--- Text section ---

Around this time, junior high school, is when I learned I had to man-up in the rest of my life, if I didn't want to be constantly picked-on by the other boys. I had spent the previous eight years at a Catholic school, but that year I had talked my parents into letting me attend public school, so I could be with the other kids from the neighborhood. I spent most of ninth grade running between classes, because there were always bullies gunning for the tiny, short little blonde boy with the high-pitched voice who looked and sounded like a girl. But the other boys I had hung-around with on my street soon started avoiding me at school. Junior high is a brutal place, a jungle, and I was a target - being seen with me made them a target too, so I guess they decided not to be. My only friend that year was the weirdest girl in the school, whom nobody talked to. She didn't bother with make-up, or her hair like the other girls did back then, all she cared about was Star Trek. She had the audio from all the shows recorded on cassette tapes, and we'd sit together at lunch or study hall and listen to them, and talk about Star Trek, and other science fiction. She told me she was actually a Vulcan. I really didn't judge her on that point. Who knows, maybe she was? I wasn't what I appeared to be either, and judging human behavior by the way we were both treated, being a Vulcan was obviously a nicer thing than being a human being. Vulcans didn't laugh at and make fun of me, or knock my books out my hand, or try to drag me into the bathroom to give me a "swirly," which is where they shoved your head in the toilet and flushed it. I came to really like that Vulcan. I don't remember her name anymore, but I hope she finally made it back to her planet, too.
I had learned my lesson that horrid year. There was no way I was going to survive high school if I didn't become someone other than who I was. So the next year, I decided to follow my parent's wish and transfer to an all-boys Catholic high school, and I set-out to become the complete opposite of what I had been up to then, which was very masculine.

---

▶ What you are asked to do
Repeat everything in the junior high memoir from "I had learned" down to "was very masculine.", word for word. You won't need the data that comes after this text.

--- Dataset rows ---

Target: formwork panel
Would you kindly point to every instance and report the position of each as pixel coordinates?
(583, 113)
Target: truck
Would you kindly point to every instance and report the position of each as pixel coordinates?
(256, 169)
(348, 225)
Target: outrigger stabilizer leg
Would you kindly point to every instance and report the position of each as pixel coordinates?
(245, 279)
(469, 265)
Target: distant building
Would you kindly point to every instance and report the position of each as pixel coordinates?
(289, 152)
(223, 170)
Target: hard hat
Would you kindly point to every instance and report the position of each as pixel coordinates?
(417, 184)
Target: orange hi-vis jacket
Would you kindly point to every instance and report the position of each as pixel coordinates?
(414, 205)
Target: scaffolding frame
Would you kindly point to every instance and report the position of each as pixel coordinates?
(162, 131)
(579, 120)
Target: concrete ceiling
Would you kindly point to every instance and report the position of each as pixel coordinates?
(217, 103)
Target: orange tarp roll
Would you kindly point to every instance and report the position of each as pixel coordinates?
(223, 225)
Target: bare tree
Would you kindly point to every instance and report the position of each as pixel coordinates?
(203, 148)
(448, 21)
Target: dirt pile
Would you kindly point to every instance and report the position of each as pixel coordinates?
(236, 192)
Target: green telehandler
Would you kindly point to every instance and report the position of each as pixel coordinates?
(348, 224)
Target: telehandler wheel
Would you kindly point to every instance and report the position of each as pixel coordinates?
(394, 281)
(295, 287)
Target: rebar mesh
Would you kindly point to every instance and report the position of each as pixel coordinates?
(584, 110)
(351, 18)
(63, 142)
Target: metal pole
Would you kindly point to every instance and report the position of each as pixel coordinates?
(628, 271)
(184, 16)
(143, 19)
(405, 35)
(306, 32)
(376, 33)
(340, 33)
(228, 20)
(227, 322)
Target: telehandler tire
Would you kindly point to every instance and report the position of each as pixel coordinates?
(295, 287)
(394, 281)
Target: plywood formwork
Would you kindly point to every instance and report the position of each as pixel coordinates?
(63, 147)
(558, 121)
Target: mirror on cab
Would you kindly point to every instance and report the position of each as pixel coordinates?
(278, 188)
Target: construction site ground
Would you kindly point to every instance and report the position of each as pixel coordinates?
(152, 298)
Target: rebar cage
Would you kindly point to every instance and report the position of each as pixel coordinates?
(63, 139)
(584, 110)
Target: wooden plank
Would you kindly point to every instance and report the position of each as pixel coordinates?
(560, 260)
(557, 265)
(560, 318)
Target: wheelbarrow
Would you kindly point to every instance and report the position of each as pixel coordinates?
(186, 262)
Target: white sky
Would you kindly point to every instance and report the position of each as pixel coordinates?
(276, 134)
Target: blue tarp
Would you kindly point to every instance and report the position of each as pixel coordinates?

---

▶ Reply
I had learned my lesson that horrid year. There was no way I was going to survive high school if I didn't become someone other than who I was. So the next year, I decided to follow my parent's wish and transfer to an all-boys Catholic high school, and I set-out to become the complete opposite of what I had been up to then, which was very masculine.